WHAT THE EXERCISE ASKS → Copy out exactly the lines from the line containing "the pink sweet" to the end of the listing.
===
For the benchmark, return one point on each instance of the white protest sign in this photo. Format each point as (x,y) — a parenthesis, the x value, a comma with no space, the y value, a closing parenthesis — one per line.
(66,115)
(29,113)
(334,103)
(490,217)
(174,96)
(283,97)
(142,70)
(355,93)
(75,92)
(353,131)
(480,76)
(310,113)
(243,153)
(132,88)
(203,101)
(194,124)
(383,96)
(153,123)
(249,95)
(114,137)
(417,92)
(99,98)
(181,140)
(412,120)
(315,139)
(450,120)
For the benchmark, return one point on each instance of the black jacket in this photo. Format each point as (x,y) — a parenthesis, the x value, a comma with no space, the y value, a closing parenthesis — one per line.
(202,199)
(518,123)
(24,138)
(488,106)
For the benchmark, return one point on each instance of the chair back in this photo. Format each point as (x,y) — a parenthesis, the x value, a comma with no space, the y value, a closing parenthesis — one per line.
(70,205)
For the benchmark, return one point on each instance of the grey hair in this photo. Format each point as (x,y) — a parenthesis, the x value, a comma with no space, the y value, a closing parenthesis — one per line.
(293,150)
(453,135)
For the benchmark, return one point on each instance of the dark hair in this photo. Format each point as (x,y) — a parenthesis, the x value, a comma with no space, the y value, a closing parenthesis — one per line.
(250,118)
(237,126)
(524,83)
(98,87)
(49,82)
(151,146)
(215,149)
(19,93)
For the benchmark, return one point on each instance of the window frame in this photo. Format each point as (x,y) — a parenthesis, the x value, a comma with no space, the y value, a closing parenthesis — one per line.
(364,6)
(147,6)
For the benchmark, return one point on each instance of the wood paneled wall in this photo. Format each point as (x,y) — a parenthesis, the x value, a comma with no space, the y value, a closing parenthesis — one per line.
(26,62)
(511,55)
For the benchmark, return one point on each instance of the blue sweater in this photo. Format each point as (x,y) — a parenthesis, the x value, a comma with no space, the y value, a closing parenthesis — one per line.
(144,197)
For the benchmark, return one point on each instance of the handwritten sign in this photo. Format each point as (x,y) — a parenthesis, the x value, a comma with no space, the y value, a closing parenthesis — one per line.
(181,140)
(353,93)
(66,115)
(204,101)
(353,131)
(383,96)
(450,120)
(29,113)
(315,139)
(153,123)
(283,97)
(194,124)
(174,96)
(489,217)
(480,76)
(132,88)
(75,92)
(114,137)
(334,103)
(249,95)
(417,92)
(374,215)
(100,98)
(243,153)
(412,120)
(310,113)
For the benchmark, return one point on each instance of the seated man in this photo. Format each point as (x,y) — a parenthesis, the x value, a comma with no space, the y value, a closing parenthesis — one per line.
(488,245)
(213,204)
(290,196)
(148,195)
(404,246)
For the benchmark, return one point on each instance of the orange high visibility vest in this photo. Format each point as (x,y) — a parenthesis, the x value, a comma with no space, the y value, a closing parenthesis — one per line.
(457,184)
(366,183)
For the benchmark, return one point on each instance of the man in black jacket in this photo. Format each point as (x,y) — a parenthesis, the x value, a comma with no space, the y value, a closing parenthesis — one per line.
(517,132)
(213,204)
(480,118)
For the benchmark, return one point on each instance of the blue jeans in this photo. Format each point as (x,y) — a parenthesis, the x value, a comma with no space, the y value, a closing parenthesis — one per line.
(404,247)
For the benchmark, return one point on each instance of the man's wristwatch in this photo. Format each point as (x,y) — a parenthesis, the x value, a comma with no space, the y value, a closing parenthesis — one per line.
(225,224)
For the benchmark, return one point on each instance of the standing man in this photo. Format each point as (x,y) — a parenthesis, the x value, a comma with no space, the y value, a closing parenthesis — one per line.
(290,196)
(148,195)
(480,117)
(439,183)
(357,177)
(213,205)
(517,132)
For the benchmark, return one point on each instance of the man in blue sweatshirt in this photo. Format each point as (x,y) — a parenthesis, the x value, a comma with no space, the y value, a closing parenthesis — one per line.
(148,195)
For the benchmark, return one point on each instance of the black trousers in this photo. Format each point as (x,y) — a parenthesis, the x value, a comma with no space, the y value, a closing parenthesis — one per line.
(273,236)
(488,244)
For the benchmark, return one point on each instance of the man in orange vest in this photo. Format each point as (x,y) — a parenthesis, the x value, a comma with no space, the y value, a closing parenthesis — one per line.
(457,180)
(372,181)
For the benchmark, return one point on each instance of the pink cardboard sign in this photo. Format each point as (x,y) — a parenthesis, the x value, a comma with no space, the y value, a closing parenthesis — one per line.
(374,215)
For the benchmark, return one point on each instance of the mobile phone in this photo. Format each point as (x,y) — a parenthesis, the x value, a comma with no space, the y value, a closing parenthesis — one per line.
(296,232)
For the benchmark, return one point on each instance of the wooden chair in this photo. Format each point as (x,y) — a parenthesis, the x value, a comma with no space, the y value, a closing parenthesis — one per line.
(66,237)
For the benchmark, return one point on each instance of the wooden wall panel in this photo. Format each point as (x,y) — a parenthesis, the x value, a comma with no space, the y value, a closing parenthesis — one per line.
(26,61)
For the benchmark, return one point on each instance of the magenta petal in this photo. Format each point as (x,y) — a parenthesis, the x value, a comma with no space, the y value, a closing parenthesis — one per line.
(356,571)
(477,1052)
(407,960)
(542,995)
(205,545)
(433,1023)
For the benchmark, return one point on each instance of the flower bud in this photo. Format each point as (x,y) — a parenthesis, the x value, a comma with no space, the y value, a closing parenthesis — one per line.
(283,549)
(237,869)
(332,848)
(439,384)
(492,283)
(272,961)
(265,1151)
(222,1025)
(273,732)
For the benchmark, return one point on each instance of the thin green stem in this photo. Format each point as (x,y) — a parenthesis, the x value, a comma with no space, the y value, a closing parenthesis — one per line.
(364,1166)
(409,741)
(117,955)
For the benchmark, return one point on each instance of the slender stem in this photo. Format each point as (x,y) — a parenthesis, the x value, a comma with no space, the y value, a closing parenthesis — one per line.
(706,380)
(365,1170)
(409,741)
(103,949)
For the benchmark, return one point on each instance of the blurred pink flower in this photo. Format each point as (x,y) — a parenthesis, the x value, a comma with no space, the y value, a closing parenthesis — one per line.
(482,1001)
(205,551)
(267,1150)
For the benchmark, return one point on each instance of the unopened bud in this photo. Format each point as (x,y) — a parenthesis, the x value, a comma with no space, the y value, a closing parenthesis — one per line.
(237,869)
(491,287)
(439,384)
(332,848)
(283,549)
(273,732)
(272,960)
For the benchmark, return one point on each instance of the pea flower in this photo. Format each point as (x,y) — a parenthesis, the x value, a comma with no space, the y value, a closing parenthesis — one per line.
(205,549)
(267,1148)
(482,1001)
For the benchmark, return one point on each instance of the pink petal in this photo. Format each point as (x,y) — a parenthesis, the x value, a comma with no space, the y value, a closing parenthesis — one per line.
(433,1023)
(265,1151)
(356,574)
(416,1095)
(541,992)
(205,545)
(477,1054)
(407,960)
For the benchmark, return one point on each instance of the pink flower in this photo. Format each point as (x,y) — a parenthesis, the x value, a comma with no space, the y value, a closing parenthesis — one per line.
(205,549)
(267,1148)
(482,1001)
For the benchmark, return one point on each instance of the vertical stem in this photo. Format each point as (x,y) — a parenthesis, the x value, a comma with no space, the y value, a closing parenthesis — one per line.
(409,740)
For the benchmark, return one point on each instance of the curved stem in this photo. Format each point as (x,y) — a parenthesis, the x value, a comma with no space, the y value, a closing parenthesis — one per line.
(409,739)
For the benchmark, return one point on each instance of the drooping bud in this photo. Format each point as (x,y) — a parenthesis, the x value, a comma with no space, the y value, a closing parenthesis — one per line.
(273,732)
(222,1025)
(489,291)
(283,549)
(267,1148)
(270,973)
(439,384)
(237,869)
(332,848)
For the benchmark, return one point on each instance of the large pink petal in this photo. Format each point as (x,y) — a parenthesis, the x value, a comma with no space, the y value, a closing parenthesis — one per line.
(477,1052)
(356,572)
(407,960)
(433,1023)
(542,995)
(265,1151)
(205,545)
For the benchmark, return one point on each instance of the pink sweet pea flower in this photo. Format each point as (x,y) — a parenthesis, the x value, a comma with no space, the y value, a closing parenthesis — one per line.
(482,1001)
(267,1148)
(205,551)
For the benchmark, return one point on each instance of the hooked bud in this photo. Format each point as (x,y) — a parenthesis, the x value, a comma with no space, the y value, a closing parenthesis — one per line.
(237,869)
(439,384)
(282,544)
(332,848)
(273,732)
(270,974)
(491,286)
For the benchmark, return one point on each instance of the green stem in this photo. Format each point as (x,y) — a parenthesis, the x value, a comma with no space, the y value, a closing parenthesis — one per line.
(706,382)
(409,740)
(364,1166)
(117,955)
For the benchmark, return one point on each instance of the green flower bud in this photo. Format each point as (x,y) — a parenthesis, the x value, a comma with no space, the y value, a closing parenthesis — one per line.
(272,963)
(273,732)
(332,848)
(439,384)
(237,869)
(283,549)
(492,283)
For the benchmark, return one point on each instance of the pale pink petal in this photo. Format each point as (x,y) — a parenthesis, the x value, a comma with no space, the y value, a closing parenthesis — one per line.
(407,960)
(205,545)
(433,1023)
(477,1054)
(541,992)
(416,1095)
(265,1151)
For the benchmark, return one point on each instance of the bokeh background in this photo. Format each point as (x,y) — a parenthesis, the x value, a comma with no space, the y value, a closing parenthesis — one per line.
===
RESULT OF THIS EXERCISE →
For the benchmark, return one point on each instance of the pink sweet pea flower in this photo. Format each point as (x,y) — a parenthesis, the x value, a comma with no space, the y value, a closing parenthesis — one per line.
(482,1001)
(267,1148)
(205,551)
For the benchmark, return one point on each instance of the hooked bud in this photo. Format each point as (x,y) — a parenthesis, the x value, a comma with no space, the y value, a closing parenthesis — one per line.
(237,869)
(439,384)
(282,544)
(332,848)
(273,732)
(270,974)
(491,286)
For the benchmark, return one point on each instance of the green stem in this photo. Format each point as (x,y) — a parenthesis, the x value, a comma with no space, the y value, a closing parenthesis — one per line.
(706,382)
(409,740)
(364,1166)
(117,955)
For the benchmark, return one point on each instance of the green flower bud in this photo. Format each point as (x,y) — a parenthesis, the x value, a comma with no space, the y value, a closing parenthesis — one per line.
(272,963)
(273,732)
(332,848)
(439,384)
(237,869)
(283,549)
(492,283)
For the benchmark, return one point on each instance of the pale pink petal in this photo. Format each point as (x,y) — a parenthesis, the x value, a comma with no space, the y value, a closing parenthesis — one per line.
(407,960)
(205,545)
(433,1023)
(477,1054)
(541,992)
(416,1095)
(265,1151)
For the benchmark, return one point on each instance of the bokeh background in this photo. Format each point as (x,y) — a parenthesis, the x value, a comma with no space, the y value, a closing parenthesis — one per line.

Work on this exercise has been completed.